## WORK INSTRUCTIONS
In the inspection background below, when did the ophthalmology service open?

Background to this inspection
Updated
20 November 2017
Newmedica Community Ophthalmology Service is operated by New Medical Systems Limited. The service opened in December 2016 and is an ophthalmological day surgery unit providing cataract operations. Class four laser therapy treatments and follow up appointments are provided at a local outpatient facility under a service level agreement. The service is contracted to provide services to the NHS communities of Bristol, North Somerset and South Gloucestershire.
The service has had a registered manager in post since February 2017 and is registered with the Care Quality Commission to deliver the following regulated activities,
- Diagnostic and screening procedures
- Surgical procedures
- Treatment of disease, disorder or injury
We inspected this service using our comprehensive inspection methodology. We carried out the announced part of the inspection on 13 September 2017 along with an unannounced visit to the service on 20 September 2017. This service had not been inspected previously.
Updated
20 November 2017
Newmedica Community Ophthalmology Service is operated by New Medical Systems Limited. The service provides NHS day surgical services for adults. Facilities include one operating theatre, and three recovery rooms. The service also provides neodymium-doped yttrium aluminium garnet (YAG) laser therapy at a separate outpatient facility.
We inspected the day surgical unit only using our comprehensive inspection methodology. We carried out the announced part of the inspection on 13 September 2017 along with an unannounced visit to the service on 20 September 2017.
To get to the heart of patients’ experiences of care and treatment, we ask the same five questions of all services: are they safe, effective, caring, responsive to people's needs, and well-led? Where we have a legal duty to do so we rate services’ performance against each key question as outstanding, good, requires improvement or inadequate.
Throughout the inspection, we took account of what people told us and how the provider understood and complied with the Mental Capacity Act 2005.
Services we rate
We rated this service as good overall.

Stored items

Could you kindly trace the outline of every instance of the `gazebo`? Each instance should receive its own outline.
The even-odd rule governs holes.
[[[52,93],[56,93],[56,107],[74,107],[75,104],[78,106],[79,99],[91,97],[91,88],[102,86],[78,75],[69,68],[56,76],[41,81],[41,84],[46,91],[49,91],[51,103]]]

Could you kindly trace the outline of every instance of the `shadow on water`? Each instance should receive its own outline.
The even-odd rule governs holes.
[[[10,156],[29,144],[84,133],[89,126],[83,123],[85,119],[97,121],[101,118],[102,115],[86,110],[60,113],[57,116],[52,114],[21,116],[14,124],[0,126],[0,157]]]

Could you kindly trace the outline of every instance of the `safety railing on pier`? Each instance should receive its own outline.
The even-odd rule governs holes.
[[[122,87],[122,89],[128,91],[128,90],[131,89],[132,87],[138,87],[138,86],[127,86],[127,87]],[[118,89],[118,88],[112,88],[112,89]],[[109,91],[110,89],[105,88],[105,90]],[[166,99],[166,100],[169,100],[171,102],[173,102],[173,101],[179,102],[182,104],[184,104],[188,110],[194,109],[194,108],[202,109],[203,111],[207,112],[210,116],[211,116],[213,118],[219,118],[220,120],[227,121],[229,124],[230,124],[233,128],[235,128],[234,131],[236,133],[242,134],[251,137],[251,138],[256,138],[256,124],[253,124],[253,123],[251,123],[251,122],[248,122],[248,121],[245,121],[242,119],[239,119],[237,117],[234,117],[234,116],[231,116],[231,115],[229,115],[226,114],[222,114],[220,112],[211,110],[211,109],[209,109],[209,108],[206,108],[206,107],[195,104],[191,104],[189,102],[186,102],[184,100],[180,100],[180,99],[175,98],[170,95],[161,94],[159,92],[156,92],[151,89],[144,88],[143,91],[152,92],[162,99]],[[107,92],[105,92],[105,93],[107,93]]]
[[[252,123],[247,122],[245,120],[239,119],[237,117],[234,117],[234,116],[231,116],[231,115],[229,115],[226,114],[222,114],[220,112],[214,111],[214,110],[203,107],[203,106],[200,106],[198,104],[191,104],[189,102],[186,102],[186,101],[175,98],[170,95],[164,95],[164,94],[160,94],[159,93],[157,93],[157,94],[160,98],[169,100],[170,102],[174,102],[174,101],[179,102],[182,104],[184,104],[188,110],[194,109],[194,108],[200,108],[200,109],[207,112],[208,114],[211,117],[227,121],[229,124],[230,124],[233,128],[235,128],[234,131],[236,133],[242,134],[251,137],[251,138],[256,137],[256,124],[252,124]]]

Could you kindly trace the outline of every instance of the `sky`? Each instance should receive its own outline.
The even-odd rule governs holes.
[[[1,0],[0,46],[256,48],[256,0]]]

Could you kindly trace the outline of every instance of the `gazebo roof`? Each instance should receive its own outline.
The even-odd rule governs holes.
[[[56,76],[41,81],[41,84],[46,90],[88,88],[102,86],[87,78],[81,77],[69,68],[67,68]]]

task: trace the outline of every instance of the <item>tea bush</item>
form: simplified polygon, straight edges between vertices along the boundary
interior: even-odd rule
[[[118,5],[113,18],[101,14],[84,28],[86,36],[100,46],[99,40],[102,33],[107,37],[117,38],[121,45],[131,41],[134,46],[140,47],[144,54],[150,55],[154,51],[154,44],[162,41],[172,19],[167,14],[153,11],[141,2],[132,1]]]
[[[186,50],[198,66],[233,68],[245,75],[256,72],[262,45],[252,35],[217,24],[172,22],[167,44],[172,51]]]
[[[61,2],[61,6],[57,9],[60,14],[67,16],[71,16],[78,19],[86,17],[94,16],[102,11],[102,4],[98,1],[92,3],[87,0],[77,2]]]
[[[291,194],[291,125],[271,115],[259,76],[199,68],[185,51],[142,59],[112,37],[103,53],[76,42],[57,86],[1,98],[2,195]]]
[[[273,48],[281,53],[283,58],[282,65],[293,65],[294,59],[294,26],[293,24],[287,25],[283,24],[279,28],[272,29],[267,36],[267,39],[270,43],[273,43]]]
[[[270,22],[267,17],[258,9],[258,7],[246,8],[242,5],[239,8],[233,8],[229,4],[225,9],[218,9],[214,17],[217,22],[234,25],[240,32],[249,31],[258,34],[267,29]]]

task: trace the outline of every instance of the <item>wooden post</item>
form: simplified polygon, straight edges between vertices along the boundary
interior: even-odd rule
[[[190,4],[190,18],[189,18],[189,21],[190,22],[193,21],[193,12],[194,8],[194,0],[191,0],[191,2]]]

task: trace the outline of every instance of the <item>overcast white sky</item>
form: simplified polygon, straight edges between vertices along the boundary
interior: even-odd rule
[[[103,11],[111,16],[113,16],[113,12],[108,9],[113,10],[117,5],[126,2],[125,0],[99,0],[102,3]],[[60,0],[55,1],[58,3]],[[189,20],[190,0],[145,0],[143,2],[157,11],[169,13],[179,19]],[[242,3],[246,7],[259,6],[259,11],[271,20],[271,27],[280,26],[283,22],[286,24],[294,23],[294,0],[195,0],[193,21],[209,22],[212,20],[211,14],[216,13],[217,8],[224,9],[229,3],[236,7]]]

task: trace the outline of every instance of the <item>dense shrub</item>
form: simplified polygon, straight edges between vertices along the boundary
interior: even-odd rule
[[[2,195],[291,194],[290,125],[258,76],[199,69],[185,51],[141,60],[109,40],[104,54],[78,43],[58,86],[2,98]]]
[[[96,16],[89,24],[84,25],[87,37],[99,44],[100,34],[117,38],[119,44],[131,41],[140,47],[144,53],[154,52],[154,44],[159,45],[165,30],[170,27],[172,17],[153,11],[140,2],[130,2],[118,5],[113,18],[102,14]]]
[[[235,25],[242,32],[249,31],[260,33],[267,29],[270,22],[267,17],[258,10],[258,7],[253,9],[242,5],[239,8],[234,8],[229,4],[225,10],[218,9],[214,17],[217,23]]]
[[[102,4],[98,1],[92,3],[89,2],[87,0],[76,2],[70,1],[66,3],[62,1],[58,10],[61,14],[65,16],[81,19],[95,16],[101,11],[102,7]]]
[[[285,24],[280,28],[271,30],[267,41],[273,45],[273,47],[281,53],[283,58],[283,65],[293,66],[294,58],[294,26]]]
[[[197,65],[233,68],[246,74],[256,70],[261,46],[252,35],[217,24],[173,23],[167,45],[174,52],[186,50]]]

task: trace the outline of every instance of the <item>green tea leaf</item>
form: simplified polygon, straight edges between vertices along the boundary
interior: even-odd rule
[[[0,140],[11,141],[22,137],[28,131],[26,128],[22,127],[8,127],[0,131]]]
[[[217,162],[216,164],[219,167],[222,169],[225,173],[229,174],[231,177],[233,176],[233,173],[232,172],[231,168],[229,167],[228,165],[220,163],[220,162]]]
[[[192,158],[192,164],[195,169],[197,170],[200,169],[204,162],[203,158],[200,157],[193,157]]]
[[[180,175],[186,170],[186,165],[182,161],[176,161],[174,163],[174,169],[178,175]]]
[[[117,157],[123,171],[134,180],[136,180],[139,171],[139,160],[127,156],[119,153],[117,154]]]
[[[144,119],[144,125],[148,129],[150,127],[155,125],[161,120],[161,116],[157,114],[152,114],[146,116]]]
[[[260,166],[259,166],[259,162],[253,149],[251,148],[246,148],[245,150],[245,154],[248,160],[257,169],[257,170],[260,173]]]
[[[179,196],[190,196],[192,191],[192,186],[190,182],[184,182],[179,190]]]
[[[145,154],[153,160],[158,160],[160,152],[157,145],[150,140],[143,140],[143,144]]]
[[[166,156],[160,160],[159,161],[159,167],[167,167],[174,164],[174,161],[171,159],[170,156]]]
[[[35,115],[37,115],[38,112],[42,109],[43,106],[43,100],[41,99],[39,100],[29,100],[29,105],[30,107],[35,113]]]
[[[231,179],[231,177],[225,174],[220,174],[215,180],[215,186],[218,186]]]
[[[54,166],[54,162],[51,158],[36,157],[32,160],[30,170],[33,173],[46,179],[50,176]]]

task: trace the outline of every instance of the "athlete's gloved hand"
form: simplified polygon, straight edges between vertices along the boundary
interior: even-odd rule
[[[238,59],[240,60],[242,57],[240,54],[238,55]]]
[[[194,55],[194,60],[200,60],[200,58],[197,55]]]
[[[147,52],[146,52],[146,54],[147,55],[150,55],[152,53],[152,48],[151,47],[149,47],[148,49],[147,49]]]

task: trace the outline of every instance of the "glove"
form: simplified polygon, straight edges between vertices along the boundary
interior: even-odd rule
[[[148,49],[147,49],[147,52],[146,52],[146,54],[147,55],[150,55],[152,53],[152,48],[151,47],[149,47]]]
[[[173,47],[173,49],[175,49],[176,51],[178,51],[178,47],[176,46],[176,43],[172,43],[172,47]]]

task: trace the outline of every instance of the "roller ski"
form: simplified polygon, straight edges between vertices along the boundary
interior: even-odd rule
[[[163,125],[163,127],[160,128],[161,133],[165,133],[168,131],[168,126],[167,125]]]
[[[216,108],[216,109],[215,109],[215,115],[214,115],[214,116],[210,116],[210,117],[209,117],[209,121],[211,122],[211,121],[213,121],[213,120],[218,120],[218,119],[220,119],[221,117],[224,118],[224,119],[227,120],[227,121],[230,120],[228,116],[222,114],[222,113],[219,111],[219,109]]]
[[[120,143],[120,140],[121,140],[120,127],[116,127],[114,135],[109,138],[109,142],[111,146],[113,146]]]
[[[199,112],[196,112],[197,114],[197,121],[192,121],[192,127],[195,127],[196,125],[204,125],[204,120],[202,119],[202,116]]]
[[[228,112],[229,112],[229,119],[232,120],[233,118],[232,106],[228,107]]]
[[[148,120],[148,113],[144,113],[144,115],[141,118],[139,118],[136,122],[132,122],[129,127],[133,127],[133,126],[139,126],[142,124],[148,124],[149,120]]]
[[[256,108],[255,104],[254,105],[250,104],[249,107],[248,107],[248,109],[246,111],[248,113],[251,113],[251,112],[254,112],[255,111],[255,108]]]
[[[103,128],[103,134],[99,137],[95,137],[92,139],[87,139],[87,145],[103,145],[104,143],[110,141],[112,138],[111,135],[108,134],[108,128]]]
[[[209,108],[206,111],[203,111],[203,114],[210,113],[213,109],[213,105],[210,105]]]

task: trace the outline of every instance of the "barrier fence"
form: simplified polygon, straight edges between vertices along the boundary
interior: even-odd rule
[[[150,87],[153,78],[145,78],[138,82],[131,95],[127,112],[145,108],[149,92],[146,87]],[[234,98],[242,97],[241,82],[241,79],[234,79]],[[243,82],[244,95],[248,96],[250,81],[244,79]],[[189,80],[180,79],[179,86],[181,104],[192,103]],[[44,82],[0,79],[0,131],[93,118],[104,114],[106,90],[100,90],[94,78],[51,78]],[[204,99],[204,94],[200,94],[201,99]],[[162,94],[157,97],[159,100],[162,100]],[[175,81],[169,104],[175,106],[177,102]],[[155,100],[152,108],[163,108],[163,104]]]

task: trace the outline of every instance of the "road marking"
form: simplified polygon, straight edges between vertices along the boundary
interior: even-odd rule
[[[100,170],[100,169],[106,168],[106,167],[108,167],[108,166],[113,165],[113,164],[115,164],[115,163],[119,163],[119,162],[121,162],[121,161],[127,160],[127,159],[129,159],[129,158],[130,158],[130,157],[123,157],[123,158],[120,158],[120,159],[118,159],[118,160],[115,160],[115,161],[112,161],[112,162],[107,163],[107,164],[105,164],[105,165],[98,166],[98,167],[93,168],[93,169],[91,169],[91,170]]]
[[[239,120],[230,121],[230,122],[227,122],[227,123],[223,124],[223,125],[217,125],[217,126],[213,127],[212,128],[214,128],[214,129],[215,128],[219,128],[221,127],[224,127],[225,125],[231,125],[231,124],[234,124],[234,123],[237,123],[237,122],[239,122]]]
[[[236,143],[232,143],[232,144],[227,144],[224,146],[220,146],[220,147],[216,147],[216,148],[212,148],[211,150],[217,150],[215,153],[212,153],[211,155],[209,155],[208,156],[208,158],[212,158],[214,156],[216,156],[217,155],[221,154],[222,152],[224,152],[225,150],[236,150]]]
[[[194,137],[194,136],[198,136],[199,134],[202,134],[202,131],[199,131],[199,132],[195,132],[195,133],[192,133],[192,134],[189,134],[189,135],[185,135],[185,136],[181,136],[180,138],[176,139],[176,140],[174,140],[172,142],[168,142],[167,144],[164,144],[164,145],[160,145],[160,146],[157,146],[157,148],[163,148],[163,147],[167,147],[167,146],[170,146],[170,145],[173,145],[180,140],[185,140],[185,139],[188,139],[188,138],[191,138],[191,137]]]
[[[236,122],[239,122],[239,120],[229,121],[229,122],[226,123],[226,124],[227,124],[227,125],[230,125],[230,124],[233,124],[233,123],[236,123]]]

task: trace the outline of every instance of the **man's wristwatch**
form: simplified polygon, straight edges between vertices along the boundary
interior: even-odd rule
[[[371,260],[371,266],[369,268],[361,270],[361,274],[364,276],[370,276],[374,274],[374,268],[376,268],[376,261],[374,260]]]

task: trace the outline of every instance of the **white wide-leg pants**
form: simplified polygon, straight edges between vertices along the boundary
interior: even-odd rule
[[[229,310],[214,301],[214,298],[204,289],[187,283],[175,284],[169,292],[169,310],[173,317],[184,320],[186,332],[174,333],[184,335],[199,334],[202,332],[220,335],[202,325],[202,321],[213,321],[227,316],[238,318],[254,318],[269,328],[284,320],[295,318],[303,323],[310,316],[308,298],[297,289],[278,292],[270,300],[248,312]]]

## REPLY TO THE EXERCISE
December 2016